** start of Text provided **
An interventionless bi-directional barrier device of a downhole tool for use in a wellbore and a method of utilizing the barrier device to control the flow of production fluids in the wellbore are described herein. The barrier device includes a flapper mechanism having first and second flappers articulably linked together and articulably linked to a base member that is slidable within the downhole tool. The flapper mechanism provides a seal between opposing uphole-and downhole ends of the downhole tool upon actuation thereof. The method of controlling the flow of production fluids in the wellbore includes closing the barrier device to block flow through the tool, supporting the barrier device from a pressure exerted from a first direction, and supporting the barrier device from a pressure exerted from a second direction.
** end of Text provided **
** start of Extracted information **
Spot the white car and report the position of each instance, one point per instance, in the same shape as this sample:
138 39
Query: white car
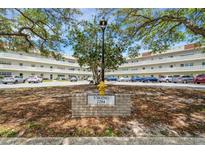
122 79
34 79
13 79
73 79
166 79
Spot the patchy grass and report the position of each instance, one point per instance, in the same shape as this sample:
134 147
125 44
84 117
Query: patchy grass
7 132
46 112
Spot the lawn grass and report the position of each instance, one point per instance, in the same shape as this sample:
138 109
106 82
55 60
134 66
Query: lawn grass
46 112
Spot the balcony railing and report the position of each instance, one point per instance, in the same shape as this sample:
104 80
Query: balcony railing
15 56
166 60
39 69
160 70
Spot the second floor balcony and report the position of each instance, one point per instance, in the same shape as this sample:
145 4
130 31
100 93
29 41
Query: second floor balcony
39 69
200 68
21 57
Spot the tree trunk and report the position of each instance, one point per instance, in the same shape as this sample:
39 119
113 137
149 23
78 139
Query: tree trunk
96 75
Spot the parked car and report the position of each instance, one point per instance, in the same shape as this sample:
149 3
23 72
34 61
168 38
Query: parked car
183 79
34 79
136 79
73 79
90 79
199 79
175 78
165 79
13 79
123 79
149 79
111 79
61 78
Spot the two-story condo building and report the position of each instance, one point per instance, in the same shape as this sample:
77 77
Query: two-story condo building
185 60
25 65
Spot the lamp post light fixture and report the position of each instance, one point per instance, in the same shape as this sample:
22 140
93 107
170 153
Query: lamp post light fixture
102 86
103 24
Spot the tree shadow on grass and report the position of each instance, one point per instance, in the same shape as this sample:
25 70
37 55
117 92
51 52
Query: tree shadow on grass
46 112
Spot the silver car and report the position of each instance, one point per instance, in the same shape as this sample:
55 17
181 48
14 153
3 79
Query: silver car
73 79
184 79
165 79
122 79
16 79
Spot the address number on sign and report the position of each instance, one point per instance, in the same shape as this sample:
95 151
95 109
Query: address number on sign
101 100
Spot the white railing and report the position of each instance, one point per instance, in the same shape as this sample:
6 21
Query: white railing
15 56
166 60
160 70
39 69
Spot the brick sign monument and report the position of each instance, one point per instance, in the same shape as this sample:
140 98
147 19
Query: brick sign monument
102 104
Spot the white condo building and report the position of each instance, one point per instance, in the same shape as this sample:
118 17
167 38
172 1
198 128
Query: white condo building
25 65
185 60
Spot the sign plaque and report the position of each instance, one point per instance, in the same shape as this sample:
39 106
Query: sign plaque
96 100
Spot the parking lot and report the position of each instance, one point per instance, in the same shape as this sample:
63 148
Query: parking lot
55 83
164 84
** end of Extracted information **
▸ **Problem to work on**
Please print the downhole barrier device text above again in full, word for word.

▸ **Solution**
An interventionless bi-directional barrier device of a downhole tool for use in a wellbore and a method of utilizing the barrier device to control the flow of production fluids in the wellbore are described herein. The barrier device includes a flapper mechanism having first and second flappers articulably linked together and articulably linked to a base member that is slidable within the downhole tool. The flapper mechanism provides a seal between opposing uphole-and downhole ends of the downhole tool upon actuation thereof. The method of controlling the flow of production fluids in the wellbore includes closing the barrier device to block flow through the tool, supporting the barrier device from a pressure exerted from a first direction, and supporting the barrier device from a pressure exerted from a second direction.